===== PASSAGE FOURNI =====
La préservation de la population saine contre les maladies contagieuses s’exerce encore, à Paris, à l’aide d’autres moyens appropriés à un but déterminé.
Contre la diphtérie, endémique dans maints quartiers, le Conseil Municipal a créé en 1895 un laboratoire de diagnostic bactériologique ouvert gratuitement au public et confié à M. Miquel. Le Préfet de la Seine en profita pour, en 1896, obliger tout enfant convalescent de diphtérie à se munir d’un certificat bactérioscopique notant la disparition du bacille de Löffer de la gorge incriminée. Par extension, le laboratoire municipal de bactériologie fut autorisé à répondre à toutes les demandes d’examen bactérioscopique. De 1895 à 1905 inclus, il pratiqua de la sorte 52 796 examens avec réponses par écrit, ce qui constitue un bel exemple des services rendus par l’Administration l’hygiène publique. Comme corollaire de cette création, le Conseil Municipal subventionna, dès 1896, l’Institut Pasteur pour la préparation et la distribution du sérum antidiphtérique pour les indigents de Paris.
La fièvre typhoïde se complaît à Paris, bien qu’elle ait, depuis trente ans, diminué d’une façon aussi constante que régulière. Elle représente aux yeux des Parisiens la « maladie type », l’ennemie inlassable, et sa propagation par l’eau de boisson est devenue, parmi nous, plus qu’une légende, un article de foi. En outre, le service d’une grande Cité en bonne eau potable est peut-être le plus urgent, le plus sacré des devoirs, au point que nombre d’hygiénistes les plus autorisés ont coutume de juger du degré de l’état hygiénique d’une ville à la quantité d’eau potable distribuée par tête d’habitant. L’adduction des eaux de source à Paris, leur protection contre les contaminations intercurrentes, les difficultés et surveillance médicale et hygiénique des services feraient l’objet du plus invraisemblable des romans politiques si « ceux qui savent » s’avisaient d’en publier les plus importantes péripéties. La ville de Paris a dépensé pour ses eaux de source, d’abord, puis pour ses eaux de Seine filtrées, tant d’efforts louables, tant d’argent aussi, qu’il faut bien lui en savoir gré. Malgré les quelques erreurs et les fautes inévitables au début, nous recevons cependant dans nos murs 680 000 mètres cubes environ d’eau par jour. L’apport pour 1905 fut le suivant : 80 758 000 mètres cubes d’eaux de source, 9 888 000 mètres cubes d’eaux filtrées et 158 274 000 d’eaux de rivière soit au total 248 417 000 mètres cubes.
===== ITEMS FOURNIS =====
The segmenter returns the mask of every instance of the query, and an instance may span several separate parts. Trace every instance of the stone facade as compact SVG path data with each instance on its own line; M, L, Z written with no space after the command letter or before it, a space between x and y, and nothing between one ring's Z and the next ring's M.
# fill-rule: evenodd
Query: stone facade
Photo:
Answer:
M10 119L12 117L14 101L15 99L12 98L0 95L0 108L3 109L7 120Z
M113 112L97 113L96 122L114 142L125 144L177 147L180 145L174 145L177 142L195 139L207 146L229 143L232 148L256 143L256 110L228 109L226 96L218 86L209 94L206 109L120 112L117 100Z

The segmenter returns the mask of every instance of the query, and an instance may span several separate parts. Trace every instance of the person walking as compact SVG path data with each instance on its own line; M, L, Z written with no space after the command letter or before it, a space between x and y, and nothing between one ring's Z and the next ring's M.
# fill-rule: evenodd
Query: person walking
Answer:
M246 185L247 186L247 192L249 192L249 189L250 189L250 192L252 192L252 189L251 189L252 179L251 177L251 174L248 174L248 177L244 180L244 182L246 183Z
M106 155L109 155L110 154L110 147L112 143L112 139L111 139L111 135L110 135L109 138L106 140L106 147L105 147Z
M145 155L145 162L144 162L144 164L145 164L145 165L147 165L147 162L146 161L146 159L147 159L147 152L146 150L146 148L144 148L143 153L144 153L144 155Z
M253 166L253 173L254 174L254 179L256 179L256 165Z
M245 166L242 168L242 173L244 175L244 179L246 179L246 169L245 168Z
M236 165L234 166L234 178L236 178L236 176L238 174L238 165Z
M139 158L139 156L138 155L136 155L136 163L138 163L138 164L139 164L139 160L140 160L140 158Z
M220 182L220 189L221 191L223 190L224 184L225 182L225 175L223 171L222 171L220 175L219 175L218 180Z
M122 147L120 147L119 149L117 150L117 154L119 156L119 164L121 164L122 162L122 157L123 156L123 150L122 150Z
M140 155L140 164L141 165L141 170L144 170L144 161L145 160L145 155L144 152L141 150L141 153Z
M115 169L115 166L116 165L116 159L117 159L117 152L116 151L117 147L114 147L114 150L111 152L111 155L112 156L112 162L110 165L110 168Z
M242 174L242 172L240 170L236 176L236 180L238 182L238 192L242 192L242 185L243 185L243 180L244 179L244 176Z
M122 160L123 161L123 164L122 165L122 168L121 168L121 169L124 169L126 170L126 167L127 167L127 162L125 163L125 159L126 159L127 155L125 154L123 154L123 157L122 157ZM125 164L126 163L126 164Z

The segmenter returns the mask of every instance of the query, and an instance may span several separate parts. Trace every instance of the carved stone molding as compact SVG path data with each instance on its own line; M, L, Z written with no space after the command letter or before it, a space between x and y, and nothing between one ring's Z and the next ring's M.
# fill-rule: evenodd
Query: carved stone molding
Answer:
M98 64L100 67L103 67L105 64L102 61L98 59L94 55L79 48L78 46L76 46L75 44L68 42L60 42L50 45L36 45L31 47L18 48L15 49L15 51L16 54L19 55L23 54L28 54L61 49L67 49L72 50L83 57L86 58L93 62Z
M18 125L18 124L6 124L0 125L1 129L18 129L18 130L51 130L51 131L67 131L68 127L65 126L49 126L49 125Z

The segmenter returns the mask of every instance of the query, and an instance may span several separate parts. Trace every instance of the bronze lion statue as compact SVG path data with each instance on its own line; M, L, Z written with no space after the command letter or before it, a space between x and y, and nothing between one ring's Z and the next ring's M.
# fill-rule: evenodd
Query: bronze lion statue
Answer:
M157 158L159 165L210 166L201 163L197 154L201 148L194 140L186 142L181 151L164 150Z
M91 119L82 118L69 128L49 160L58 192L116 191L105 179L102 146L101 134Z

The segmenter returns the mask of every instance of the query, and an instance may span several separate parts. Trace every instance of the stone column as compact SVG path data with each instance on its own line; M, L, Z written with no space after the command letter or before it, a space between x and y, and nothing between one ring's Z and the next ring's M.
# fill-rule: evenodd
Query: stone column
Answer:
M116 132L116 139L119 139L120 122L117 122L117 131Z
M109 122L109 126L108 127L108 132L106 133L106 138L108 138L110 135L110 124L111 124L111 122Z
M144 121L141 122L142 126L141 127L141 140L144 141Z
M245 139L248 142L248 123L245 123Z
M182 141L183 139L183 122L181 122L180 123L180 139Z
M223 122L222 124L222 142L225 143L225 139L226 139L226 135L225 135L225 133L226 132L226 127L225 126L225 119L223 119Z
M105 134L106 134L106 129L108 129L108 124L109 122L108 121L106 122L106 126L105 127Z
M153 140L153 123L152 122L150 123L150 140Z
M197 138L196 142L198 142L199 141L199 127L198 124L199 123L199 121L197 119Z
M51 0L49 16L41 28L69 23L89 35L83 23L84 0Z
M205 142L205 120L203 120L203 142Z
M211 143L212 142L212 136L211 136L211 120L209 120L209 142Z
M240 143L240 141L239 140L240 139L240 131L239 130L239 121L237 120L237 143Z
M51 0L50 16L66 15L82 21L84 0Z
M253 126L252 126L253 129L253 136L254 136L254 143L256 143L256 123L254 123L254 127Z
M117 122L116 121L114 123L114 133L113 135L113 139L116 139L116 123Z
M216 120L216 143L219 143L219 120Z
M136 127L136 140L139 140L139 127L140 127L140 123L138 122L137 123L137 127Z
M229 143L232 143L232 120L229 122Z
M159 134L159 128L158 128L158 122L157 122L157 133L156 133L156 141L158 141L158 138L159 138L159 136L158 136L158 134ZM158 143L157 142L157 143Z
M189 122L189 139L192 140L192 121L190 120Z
=====
**TRAVAIL À RÉALISER:**
**a)** Recopiez fidèlement le passage sur l'hygiène publique à Paris, en commençant par « La préservation de » et en allant jusqu'à « un but déterminé. ».
**b)** D'après le passage sur l'hygiène publique à Paris, pourquoi le Conseil Municipal a-t-il créé en 1895 un laboratoire de diagnostic bactériologique ? Répondez en une à trois phrases.
**c)** Poursuivez le passage sur l'hygiène publique à Paris à partir de sa dernière phrase.
Les items ci-dessus forment un matériau distinct du passage sur l'hygiène publique à Paris.

**RÉPONSES ATTENDUES:**
**a)**
La préservation de la population saine contre les maladies contagieuses s’exerce encore, à Paris, à l’aide d’autres moyens appropriés à un but déterminé.

**b)** Le Conseil Municipal a créé ce laboratoire pour lutter contre la diphtérie, endémique dans maints quartiers de Paris. Le laboratoire était ouvert gratuitement au public.

**c)**
La lutte sanitaire ne pouvait se confiner aux maladies ; elle se poursuivit, de même contre les habitations insalubres. Le dossier sanitaire de chaque immeuble habité fut dressé ; chaque maison eut sa fiche complète, sur laquelle on porta non seulement les desiderata de la construction, mais aussi l’état sanitaire des habitants ; de cette façon, cette imposante enquête permit de connaître individuellement les maisons, bonnes ou mauvaises, et de les suivre dans leur rôle morbigène. De là à obtenir des propriétaires les réformes jugées indispensables, il n’y avait qu’une question de mesure, d’opportunité et, au besoin, d’action légale. Ainsi, peu à peu, arrivera l’ère nouvelle : la régénération d’une ville immense, par la restauration sanitaire de ses habitants.
Par le court exposé qui précède, on peut juger des progrès déjà accomplis ; on peut prévoir ce qui reste encore à faire. Il n’en est pas moins acquis que le seul signe auquel on ait, dans l’état actuel de la science, le moyen de juger les résultats obtenus, la mortalité, s’abaisse à Paris, chaque année, dans des proportions très appréciables.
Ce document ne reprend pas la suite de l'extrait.